Prompt: Rewrite the records from the line containing "Target = aircraft wing" through the end of the records, both ends included, keeping the request lines. Add -8 to every x and y coordinate in the answer points.
# Start of Input material
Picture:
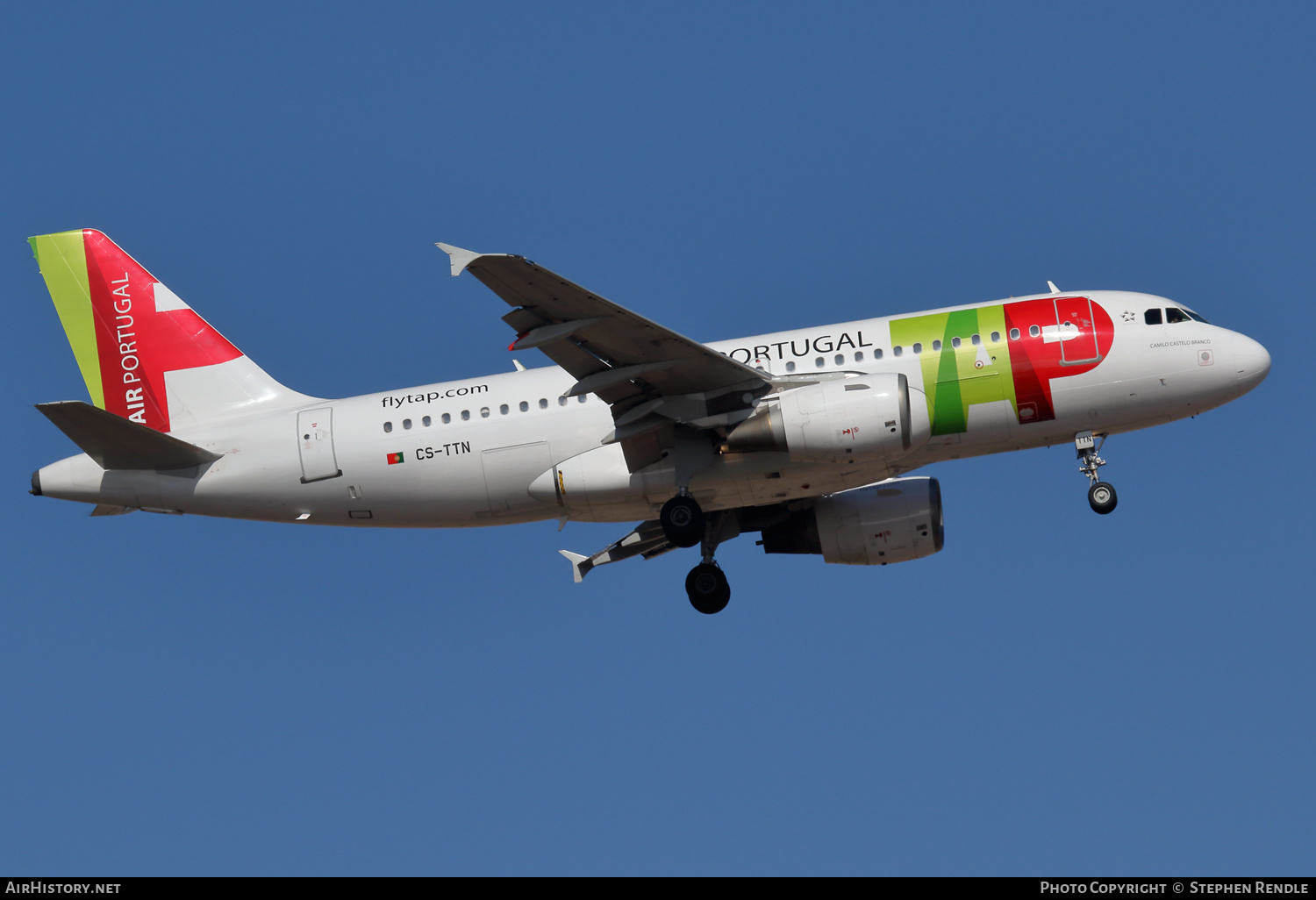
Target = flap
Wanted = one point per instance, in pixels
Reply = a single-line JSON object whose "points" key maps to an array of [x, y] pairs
{"points": [[116, 442]]}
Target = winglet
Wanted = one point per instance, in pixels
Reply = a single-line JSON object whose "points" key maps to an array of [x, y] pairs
{"points": [[576, 560], [460, 258]]}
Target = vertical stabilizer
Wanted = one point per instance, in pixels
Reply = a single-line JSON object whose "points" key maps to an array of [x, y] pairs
{"points": [[144, 353]]}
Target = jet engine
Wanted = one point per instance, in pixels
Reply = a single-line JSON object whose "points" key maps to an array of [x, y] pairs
{"points": [[874, 525], [860, 418]]}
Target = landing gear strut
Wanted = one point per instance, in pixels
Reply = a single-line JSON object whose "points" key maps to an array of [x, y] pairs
{"points": [[682, 520], [1100, 496], [705, 584], [708, 589]]}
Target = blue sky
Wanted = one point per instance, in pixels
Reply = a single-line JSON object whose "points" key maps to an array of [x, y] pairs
{"points": [[1052, 694]]}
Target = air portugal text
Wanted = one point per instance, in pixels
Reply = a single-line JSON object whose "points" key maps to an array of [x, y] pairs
{"points": [[128, 360], [821, 344]]}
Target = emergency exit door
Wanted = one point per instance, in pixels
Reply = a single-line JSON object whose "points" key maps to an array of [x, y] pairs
{"points": [[1076, 329], [315, 439]]}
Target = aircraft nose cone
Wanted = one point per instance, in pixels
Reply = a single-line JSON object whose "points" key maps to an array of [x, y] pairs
{"points": [[1252, 361]]}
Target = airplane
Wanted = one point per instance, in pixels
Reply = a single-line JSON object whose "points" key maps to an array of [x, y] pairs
{"points": [[805, 436]]}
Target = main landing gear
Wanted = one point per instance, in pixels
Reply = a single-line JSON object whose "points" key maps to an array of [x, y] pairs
{"points": [[684, 524], [708, 589], [682, 520], [1100, 496]]}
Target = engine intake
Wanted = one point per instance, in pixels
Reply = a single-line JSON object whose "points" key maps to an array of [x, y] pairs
{"points": [[874, 416], [890, 521]]}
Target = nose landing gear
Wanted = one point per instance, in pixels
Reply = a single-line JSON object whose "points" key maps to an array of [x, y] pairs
{"points": [[1100, 496]]}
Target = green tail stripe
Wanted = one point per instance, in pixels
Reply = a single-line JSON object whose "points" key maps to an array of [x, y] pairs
{"points": [[62, 260]]}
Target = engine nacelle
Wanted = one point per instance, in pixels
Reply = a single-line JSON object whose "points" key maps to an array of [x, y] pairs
{"points": [[874, 525], [873, 416]]}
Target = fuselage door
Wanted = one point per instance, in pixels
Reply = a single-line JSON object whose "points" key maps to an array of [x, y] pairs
{"points": [[315, 441], [1076, 329], [508, 473]]}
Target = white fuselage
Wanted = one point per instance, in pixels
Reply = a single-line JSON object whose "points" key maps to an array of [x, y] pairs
{"points": [[471, 449]]}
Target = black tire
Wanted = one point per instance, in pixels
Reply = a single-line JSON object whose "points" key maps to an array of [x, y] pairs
{"points": [[1102, 497], [682, 521], [708, 589]]}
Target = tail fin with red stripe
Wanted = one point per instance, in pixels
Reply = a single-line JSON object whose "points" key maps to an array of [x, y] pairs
{"points": [[142, 352]]}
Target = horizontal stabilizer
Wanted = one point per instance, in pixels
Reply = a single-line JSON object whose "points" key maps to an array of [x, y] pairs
{"points": [[115, 442]]}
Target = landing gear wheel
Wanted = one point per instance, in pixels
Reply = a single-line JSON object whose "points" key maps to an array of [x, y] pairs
{"points": [[1102, 497], [682, 521], [708, 589]]}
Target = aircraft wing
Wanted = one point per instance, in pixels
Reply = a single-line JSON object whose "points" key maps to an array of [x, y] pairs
{"points": [[652, 376]]}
# End of Input material
Output of the task:
Target = aircraft wing
Wanted = one point per instance, in pixels
Reply = a single-line JSON object whose "points" key maps to an array of [x, y] pairs
{"points": [[644, 368]]}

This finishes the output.